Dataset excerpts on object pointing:
::::

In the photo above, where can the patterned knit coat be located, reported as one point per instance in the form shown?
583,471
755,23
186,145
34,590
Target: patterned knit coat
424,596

::::

» **What to do**:
Render each line of the entries above as a Markdown table, skipping any blank lines. Use two columns, Row for the line's sequence number and Line for the line itself.

» **Output**:
| Row | Line |
|---|---|
| 1 | In the photo above, where can the patterned knit coat be located, reported as one point per instance in the form shown? |
| 2 | 583,471 |
| 3 | 755,23 |
| 4 | 186,145 |
| 5 | 34,590 |
| 6 | Target: patterned knit coat |
| 7 | 424,596 |